— EXERCISE REQUIREMENTS —
All of the data that follows should be retyped exactly, please, except the pictures.

Excerpts of location labeling data:
==================================================

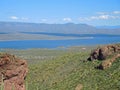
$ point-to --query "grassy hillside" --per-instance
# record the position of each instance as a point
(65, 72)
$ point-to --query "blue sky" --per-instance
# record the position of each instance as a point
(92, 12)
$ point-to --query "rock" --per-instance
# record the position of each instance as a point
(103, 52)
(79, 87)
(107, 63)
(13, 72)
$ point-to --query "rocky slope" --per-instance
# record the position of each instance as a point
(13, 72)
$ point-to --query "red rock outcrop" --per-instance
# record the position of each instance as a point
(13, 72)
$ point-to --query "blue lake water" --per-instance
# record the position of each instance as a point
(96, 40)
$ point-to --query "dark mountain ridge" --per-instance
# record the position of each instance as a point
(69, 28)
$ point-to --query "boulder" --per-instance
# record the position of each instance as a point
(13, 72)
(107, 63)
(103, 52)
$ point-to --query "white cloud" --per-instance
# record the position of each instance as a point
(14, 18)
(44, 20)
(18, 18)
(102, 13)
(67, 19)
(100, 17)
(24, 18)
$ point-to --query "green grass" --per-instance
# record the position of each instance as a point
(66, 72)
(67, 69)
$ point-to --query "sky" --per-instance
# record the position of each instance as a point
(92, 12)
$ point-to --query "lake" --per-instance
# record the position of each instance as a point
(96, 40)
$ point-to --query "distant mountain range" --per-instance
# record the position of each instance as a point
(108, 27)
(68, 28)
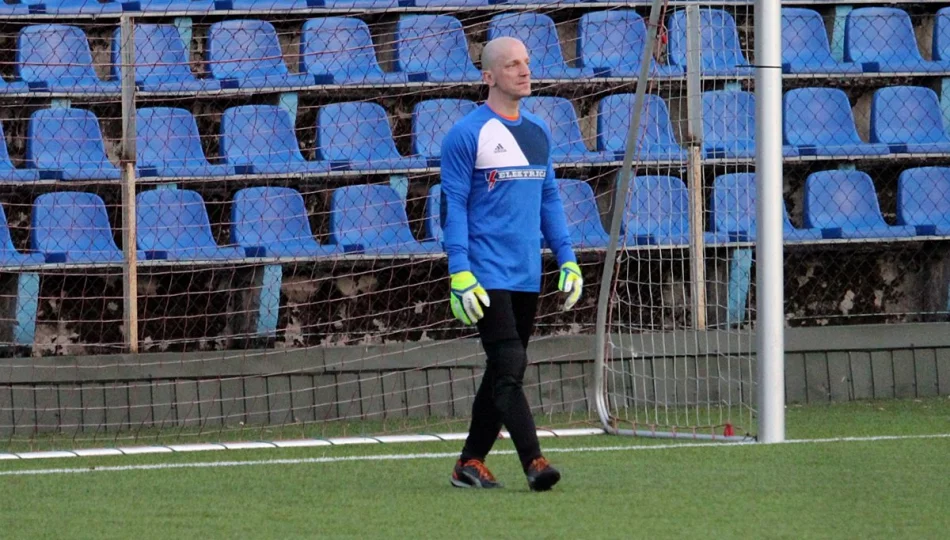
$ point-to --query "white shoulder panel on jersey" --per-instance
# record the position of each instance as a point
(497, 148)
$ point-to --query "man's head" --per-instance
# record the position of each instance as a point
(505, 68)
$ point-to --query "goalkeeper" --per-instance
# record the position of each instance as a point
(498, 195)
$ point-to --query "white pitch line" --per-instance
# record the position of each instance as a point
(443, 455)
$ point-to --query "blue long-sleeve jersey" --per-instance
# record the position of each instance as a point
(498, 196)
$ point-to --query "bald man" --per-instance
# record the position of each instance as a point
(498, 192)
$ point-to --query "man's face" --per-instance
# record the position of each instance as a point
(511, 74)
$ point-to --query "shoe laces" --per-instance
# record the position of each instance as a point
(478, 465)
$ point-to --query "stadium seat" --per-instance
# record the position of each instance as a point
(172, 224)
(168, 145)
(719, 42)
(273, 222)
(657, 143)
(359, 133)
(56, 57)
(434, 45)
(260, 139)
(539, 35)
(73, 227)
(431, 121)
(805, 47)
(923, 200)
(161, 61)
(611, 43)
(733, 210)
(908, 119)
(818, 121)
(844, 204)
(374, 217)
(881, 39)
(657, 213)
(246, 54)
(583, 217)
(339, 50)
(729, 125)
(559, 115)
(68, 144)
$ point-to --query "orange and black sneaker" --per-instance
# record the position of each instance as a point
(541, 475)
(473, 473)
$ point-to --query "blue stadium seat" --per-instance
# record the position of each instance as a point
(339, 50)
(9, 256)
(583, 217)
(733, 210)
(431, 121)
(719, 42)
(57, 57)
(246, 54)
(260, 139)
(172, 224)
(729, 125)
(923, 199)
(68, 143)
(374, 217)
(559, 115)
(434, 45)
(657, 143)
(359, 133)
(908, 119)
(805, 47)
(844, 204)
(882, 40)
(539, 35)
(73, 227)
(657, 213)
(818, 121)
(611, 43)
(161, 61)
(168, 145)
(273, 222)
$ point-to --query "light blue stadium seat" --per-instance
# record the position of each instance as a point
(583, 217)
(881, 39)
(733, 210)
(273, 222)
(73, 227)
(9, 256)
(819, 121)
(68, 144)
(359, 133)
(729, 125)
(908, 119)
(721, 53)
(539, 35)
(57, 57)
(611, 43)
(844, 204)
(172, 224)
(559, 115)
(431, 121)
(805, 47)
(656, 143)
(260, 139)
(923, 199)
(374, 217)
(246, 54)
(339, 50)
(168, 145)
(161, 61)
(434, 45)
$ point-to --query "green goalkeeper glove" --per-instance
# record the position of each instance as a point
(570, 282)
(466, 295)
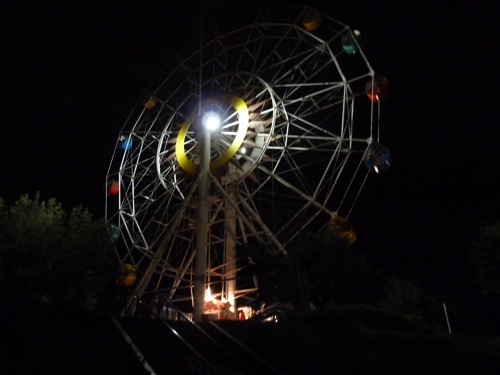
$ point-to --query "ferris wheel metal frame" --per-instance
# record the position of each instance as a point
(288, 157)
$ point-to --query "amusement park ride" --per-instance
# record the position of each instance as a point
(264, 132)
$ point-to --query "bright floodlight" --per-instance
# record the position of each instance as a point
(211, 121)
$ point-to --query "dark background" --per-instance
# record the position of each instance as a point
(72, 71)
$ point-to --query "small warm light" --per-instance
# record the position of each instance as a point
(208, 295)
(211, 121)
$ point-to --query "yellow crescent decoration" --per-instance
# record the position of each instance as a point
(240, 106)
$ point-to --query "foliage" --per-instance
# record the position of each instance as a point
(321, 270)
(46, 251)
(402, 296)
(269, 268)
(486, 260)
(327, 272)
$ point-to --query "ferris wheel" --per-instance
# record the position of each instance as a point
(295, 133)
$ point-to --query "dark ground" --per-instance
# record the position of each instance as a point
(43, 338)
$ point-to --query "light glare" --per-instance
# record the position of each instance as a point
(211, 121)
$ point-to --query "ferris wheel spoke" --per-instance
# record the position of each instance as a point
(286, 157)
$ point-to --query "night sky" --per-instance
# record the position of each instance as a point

==================================================

— TASK OUTPUT —
$ point-to --query "grassy hillside" --per-instance
# record the position of each instance as a point
(65, 72)
$ point-to --query "blue sky" --per-instance
# record the position of each instance as a point
(92, 12)
$ point-to --query "rock" --per-instance
# record the position of each instance as a point
(103, 52)
(79, 87)
(107, 63)
(13, 72)
$ point-to --query "rocky slope" --per-instance
# record the position of each instance as a point
(13, 72)
$ point-to --query "red rock outcrop" --per-instance
# record the position of each instance as a point
(13, 72)
$ point-to --query "blue lake water" --per-instance
# record the position of each instance as a point
(96, 40)
$ point-to --query "dark mountain ridge" --per-instance
# record the position of each instance as a point
(69, 28)
$ point-to --query "boulder" --per-instance
# record the position of each instance as a point
(13, 72)
(107, 63)
(103, 52)
$ point-to --query "white cloud" --per-instance
# record the position of each instance as a point
(14, 18)
(44, 20)
(18, 18)
(102, 13)
(67, 19)
(100, 17)
(24, 18)
$ point-to --query "green grass" --per-instance
# record the position of each instance as a point
(66, 72)
(67, 69)
$ point-to --query "sky" --per-instance
# record the position of each instance as a point
(92, 12)
$ point-to --query "lake" --per-instance
# record the position of each instance as a point
(96, 40)
$ point-to --query "distant mountain range" --per-instance
# record the position of each instance as a point
(108, 27)
(68, 28)
$ point-to --query "white shoulder panel on jersey" --per-instance
# record the position of each instance as a point
(497, 148)
$ point-to --query "man's head" --per-instance
# record the position of each instance as a point
(505, 68)
$ point-to --query "goalkeeper" --per-instance
# record the position of each instance as a point
(498, 195)
$ point-to --query "white pitch line" --per-instance
# record the position of each instance as a point
(443, 455)
$ point-to --query "blue long-sleeve jersey" --per-instance
# record the position of each instance as a point
(498, 196)
$ point-to --query "bald man" --per-instance
# record the position of each instance as a point
(498, 192)
$ point-to --query "man's face" --per-instance
# record the position of each instance as a point
(511, 74)
$ point-to --query "shoe laces" --per-instance
# record the position of each instance as a point
(478, 465)
$ point-to --query "stadium seat" --per-instance
# record the position of each instance as a point
(172, 224)
(168, 145)
(719, 42)
(273, 222)
(657, 143)
(359, 133)
(56, 57)
(434, 45)
(260, 139)
(539, 35)
(73, 227)
(431, 121)
(805, 47)
(923, 200)
(161, 61)
(611, 43)
(733, 210)
(908, 119)
(818, 121)
(844, 204)
(374, 217)
(881, 39)
(657, 213)
(246, 54)
(583, 217)
(339, 50)
(729, 125)
(559, 115)
(68, 144)
$ point-to --query "orange and black sneaker" --per-instance
# record the position of each instance as a point
(541, 475)
(473, 473)
$ point-to --query "blue stadium seat" --per-instance
# record the position of each instance as a point
(339, 50)
(9, 256)
(583, 217)
(733, 210)
(431, 121)
(719, 42)
(57, 57)
(246, 54)
(260, 139)
(172, 224)
(729, 125)
(923, 199)
(68, 143)
(374, 217)
(559, 115)
(434, 45)
(657, 143)
(359, 133)
(908, 119)
(805, 47)
(844, 204)
(882, 40)
(539, 35)
(73, 227)
(657, 213)
(818, 121)
(611, 43)
(161, 61)
(168, 145)
(273, 222)
$ point-to --query "light blue stadium seat" --per-instance
# record the position of each instance as a point
(583, 217)
(881, 39)
(733, 210)
(273, 222)
(73, 227)
(9, 256)
(819, 121)
(68, 144)
(359, 133)
(729, 125)
(908, 119)
(721, 53)
(539, 35)
(57, 57)
(611, 43)
(844, 204)
(172, 224)
(559, 115)
(431, 121)
(805, 47)
(656, 143)
(260, 139)
(923, 199)
(374, 217)
(246, 54)
(339, 50)
(168, 145)
(161, 61)
(434, 45)
$ point-to --query "green goalkeeper glove" --per-instance
# record the position of each instance as a point
(570, 282)
(466, 295)
$ point-to --query "ferris wheel metal frame" --per-instance
# record the position of each instance as a point
(288, 157)
$ point-to --query "amusement park ride" --per-instance
# record the position of each instance as a point
(264, 132)
$ point-to --query "bright floodlight" --per-instance
# record the position of each instance as a point
(211, 121)
$ point-to --query "dark background" --per-instance
# record the position of each instance as a point
(72, 71)
$ point-to --query "small warm light" --per-instance
# record the position of each instance as a point
(208, 295)
(211, 121)
$ point-to --query "yellow crescent decoration" --per-instance
# record the position of each instance as a point
(240, 106)
$ point-to --query "foliage" --per-instance
# record the position of each instance as a point
(321, 270)
(46, 251)
(402, 296)
(269, 268)
(486, 260)
(327, 272)
$ point-to --query "ferris wheel" --per-instance
# record the position of each instance as a point
(295, 133)
$ point-to --query "dark ground" --per-instance
# record the position of each instance as a point
(43, 338)
$ point-to --query "light glare" --per-instance
# record the position of each instance as a point
(211, 121)
$ point-to --query "ferris wheel spoke" --per-instance
# record the position of each instance as a point
(286, 157)
$ point-to --query "night sky" --per-instance
# record the position of each instance as a point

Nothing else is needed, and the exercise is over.